**The task**:
Retype the lines of the records below with no changes, leaving out the pictures.

Segmentation dataset excerpts
________________

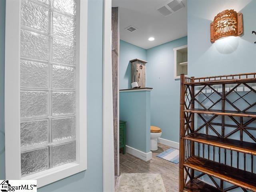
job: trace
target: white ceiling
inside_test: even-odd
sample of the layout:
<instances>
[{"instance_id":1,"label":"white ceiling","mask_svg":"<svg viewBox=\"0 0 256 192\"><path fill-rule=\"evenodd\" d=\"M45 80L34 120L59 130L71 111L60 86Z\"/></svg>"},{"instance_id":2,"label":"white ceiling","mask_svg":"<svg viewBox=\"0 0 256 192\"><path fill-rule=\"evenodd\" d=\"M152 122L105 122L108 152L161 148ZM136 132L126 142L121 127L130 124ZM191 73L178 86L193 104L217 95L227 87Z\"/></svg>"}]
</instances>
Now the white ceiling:
<instances>
[{"instance_id":1,"label":"white ceiling","mask_svg":"<svg viewBox=\"0 0 256 192\"><path fill-rule=\"evenodd\" d=\"M112 0L118 7L120 38L144 49L149 49L187 35L187 0L185 7L165 17L156 9L170 0ZM132 25L138 30L124 29ZM155 40L148 39L154 37Z\"/></svg>"}]
</instances>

________________

**The solution**:
job: trace
target: white ceiling
inside_test: even-odd
sample of the layout:
<instances>
[{"instance_id":1,"label":"white ceiling","mask_svg":"<svg viewBox=\"0 0 256 192\"><path fill-rule=\"evenodd\" d=\"M45 80L34 120L59 130L71 111L60 86Z\"/></svg>"},{"instance_id":2,"label":"white ceiling","mask_svg":"<svg viewBox=\"0 0 256 192\"><path fill-rule=\"evenodd\" d=\"M152 122L105 122L108 152L161 148ZM136 132L126 142L121 127L130 124ZM191 73L178 86L193 104L217 95L227 87Z\"/></svg>"}]
</instances>
Now the white ceiling:
<instances>
[{"instance_id":1,"label":"white ceiling","mask_svg":"<svg viewBox=\"0 0 256 192\"><path fill-rule=\"evenodd\" d=\"M112 0L118 7L120 38L144 49L149 49L187 35L187 0L185 7L165 17L156 9L170 0ZM132 25L138 30L124 29ZM155 40L148 39L154 37Z\"/></svg>"}]
</instances>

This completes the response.